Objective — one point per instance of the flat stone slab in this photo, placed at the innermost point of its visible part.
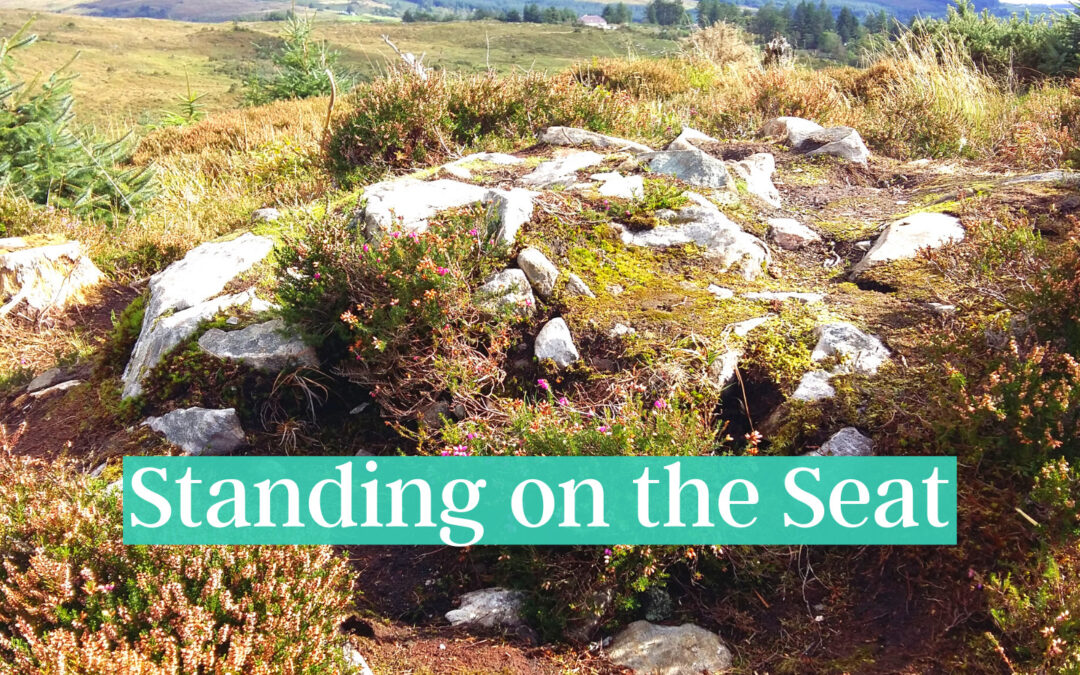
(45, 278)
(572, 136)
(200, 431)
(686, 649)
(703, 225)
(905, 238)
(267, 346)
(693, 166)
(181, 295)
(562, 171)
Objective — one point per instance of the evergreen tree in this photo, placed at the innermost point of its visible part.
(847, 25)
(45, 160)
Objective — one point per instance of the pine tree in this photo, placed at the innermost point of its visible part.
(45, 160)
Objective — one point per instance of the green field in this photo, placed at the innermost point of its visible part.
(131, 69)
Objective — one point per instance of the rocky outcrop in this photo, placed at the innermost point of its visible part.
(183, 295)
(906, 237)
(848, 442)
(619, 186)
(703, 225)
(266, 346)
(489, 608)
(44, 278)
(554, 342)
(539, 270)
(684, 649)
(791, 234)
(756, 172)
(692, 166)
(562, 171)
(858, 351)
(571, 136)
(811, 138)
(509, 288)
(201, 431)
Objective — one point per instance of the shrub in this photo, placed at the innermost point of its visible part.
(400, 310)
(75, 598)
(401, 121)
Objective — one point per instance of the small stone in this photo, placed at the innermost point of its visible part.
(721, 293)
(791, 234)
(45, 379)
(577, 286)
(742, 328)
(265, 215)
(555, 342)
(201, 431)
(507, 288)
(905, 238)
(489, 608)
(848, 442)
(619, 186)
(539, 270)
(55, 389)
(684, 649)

...

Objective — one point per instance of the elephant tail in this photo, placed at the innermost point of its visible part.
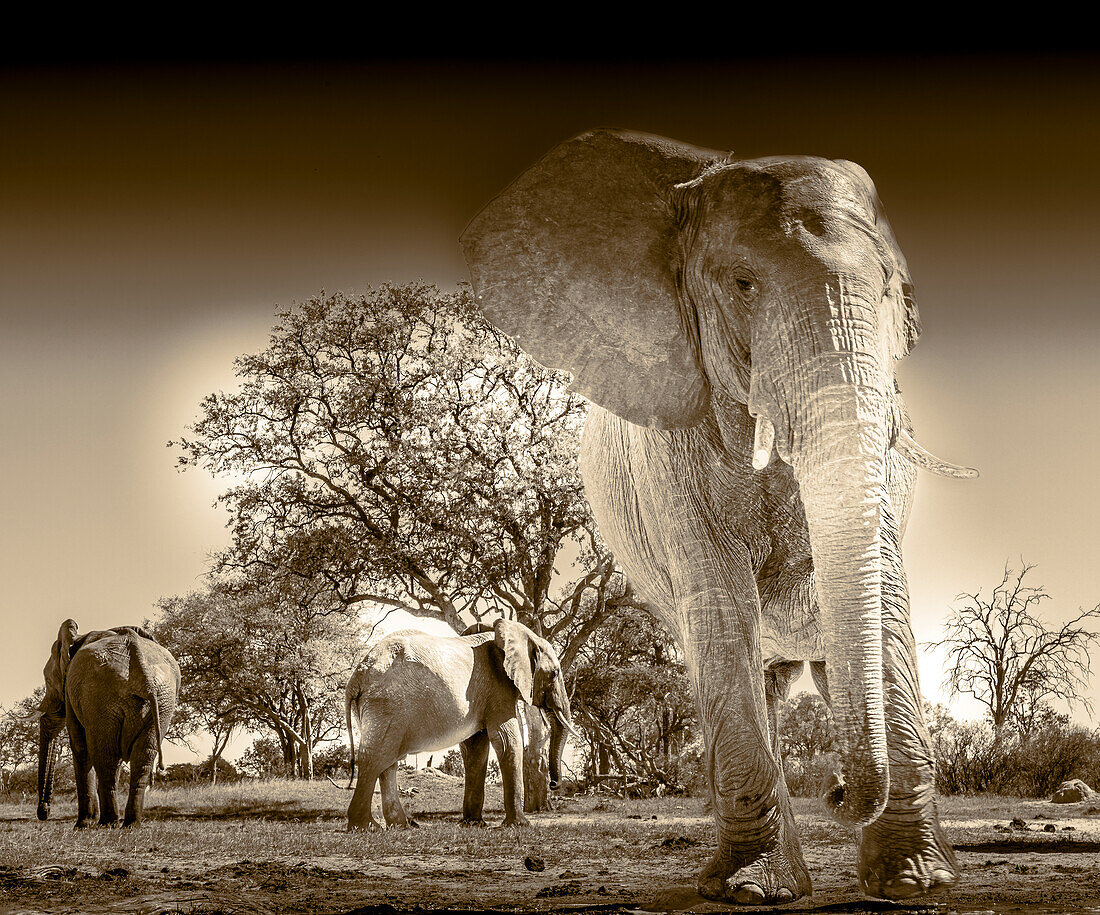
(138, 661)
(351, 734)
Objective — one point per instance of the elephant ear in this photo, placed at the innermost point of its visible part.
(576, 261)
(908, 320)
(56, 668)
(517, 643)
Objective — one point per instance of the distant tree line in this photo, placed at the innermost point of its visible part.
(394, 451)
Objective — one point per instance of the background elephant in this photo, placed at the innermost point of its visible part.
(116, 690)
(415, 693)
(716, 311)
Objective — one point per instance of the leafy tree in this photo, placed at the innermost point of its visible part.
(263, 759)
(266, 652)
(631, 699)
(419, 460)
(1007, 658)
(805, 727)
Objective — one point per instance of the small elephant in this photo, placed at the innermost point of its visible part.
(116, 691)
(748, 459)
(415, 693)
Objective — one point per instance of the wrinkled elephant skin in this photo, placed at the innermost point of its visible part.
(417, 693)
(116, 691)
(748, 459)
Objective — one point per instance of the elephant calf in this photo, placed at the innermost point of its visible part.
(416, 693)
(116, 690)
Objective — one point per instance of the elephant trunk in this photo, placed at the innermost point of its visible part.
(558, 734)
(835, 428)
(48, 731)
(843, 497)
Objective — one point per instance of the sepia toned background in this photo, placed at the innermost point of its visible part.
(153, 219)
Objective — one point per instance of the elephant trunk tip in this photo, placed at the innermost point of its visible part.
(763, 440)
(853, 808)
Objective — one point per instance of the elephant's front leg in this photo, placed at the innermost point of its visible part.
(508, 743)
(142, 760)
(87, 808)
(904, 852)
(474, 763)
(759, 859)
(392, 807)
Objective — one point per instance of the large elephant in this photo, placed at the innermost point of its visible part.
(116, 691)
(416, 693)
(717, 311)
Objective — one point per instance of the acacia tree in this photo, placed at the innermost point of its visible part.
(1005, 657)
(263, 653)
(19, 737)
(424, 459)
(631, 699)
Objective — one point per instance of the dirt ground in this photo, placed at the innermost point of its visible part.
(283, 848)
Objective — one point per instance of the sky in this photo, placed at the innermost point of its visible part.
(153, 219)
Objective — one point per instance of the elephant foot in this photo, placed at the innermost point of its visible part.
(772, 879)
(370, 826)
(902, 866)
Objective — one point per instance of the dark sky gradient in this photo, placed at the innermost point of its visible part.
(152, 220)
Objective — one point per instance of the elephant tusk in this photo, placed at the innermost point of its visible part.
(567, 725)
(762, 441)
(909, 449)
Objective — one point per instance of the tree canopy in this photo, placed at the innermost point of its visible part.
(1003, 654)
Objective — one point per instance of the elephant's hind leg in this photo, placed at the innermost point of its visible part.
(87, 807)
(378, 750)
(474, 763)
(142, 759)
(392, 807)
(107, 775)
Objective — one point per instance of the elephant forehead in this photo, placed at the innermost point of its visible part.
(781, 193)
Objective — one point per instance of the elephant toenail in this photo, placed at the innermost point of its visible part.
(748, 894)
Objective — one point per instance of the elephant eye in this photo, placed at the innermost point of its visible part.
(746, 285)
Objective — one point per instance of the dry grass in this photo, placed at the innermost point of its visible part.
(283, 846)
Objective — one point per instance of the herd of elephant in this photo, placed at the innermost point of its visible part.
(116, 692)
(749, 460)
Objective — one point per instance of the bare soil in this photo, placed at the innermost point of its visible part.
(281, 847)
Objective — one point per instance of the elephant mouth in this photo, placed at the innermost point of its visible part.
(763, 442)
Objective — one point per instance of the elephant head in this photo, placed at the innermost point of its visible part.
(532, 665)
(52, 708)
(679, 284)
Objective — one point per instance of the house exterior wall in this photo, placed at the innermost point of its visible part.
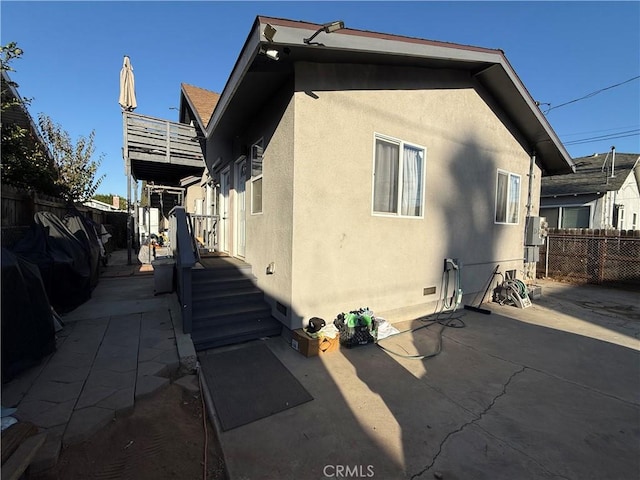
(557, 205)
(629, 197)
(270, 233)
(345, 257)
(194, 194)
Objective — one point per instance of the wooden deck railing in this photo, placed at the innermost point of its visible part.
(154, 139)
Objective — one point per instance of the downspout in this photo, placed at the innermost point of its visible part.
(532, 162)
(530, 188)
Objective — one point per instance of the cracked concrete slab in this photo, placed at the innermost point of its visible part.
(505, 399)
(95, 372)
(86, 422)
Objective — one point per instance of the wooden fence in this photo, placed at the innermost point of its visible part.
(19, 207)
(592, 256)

#### Given task
Find every row that contains the string "background", with case counting, and copy each of those rows.

#### Output of the task
Objective — one point per instance of the background elephant in this photo, placed at the innermost point of its visible part.
Objective — one point per instance of the sepia toned background in this photo, placed at the innermost point of its visible part.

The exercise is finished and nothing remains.